begin The records
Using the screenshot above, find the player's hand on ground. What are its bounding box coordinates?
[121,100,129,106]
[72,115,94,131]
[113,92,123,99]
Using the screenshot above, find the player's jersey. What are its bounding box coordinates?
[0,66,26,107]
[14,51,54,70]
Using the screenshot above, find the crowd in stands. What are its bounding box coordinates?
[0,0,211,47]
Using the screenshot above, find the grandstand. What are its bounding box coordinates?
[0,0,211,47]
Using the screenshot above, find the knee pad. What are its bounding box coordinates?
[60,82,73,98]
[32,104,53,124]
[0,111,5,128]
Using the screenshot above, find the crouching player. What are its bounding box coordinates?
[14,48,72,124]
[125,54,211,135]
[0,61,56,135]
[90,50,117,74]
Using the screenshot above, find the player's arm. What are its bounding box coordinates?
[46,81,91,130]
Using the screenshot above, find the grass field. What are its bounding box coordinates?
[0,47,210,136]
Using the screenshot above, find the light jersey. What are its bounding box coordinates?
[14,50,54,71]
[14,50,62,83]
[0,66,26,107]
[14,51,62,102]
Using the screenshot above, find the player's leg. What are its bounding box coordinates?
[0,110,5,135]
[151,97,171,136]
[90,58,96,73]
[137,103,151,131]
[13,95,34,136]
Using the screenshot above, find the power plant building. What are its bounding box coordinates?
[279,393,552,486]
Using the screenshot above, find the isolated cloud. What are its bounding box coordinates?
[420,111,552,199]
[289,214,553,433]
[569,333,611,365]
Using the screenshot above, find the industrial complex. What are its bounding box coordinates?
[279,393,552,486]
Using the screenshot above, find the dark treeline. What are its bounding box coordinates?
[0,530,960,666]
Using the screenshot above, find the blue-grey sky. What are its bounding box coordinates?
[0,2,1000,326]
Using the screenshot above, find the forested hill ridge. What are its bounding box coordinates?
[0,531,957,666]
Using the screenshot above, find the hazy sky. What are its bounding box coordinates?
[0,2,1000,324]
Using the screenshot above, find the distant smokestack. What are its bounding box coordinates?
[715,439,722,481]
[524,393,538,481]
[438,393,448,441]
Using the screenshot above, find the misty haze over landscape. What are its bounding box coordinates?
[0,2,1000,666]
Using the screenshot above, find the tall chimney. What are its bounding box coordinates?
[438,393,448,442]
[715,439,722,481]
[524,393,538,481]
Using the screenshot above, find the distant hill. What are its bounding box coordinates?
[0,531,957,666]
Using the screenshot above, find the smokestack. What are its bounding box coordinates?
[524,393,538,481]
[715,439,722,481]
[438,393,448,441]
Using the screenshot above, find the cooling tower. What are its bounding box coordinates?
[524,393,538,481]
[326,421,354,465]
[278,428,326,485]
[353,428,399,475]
end The records
> What you will do:
Recast all of the data above as a numbered list, omitting any blank lines.

> Expected output:
1. Using the screenshot above, find the player's hand on ground. What are its bounding box coordinates?
2. [121,100,129,106]
3. [72,115,94,131]
4. [113,92,123,99]
5. Using the screenshot above, find the player's jersey. What are its bounding box coordinates?
6. [0,66,26,107]
7. [14,51,54,70]
8. Using the screenshot above, find the crowd in stands. What are its bounding box coordinates?
9. [0,0,211,47]
10. Using the screenshot above, find the grandstand. What are its bounding box coordinates?
11. [0,0,211,47]
12. Using the screenshot above, find the knee pad. What are its bounding box coordinates?
13. [60,82,73,98]
14. [32,104,53,124]
15. [0,111,5,128]
16. Using the screenshot above, find the crouching player. What are its bounding box coordinates?
17. [14,48,72,124]
18. [125,54,211,135]
19. [0,61,56,135]
20. [90,50,117,74]
21. Using the screenshot above, find the player's arm. What are its bounding box coordinates?
22. [46,81,91,130]
23. Using the screenshot above, find the grass field. What are its bounding box coordinates?
24. [0,47,210,136]
25. Using the screenshot above, find the light jersey. What are its bounding box coordinates?
26. [14,50,54,71]
27. [14,50,62,83]
28. [0,66,26,107]
29. [14,51,62,102]
30. Using the screenshot above, find the player's leg. What are its bounding box coordinates?
31. [0,110,5,135]
32. [151,97,171,136]
33. [90,58,96,73]
34. [137,103,151,131]
35. [13,95,34,136]
36. Using the screenshot above, find the power plant building. What are its bounding box coordinates?
37. [279,393,552,486]
38. Using the screenshot above, find the isolated cloud. What are its bounding box coordinates?
39. [420,111,552,199]
40. [289,214,553,433]
41. [569,333,611,365]
42. Using the screenshot above, find the industrial complex. What are its bounding box coordinates?
43. [279,393,552,486]
44. Using the screenshot above, find the dark treeline. What are its bounding box coordinates?
45. [0,530,960,666]
46. Using the screenshot above, find the blue-grey sky. What are its bounding box coordinates?
47. [0,2,1000,326]
48. Using the screenshot above, find the forested hill ridge. What are its bounding box coordinates?
49. [0,531,957,666]
50. Using the screenshot above, find the hazy sky. What are its bounding box coordinates?
51. [0,2,1000,324]
52. Using the screenshot above, find the distant smokestack. What are its bounding box coordinates?
53. [715,439,722,481]
54. [524,393,538,481]
55. [438,393,448,441]
56. Using the screenshot above, find the misty haze over landscape. What are its bounding box coordinates?
57. [0,2,1000,666]
58. Using the screenshot above, find the tall chimney. What are its bounding box coordinates?
59. [438,393,448,442]
60. [715,439,722,481]
61. [524,393,538,481]
62. Using the screenshot above, find the distant hill. What are its bounding box coordinates?
63. [0,531,957,666]
64. Using the screenshot above, find the smokestack. What are its bounding box coordinates?
65. [524,393,538,481]
66. [715,439,722,481]
67. [438,393,448,441]
68. Using the screenshot above, find the cooling tower. What are its bounding box coordinates?
69. [524,393,538,481]
70. [326,421,354,465]
71. [278,428,326,485]
72. [353,428,399,475]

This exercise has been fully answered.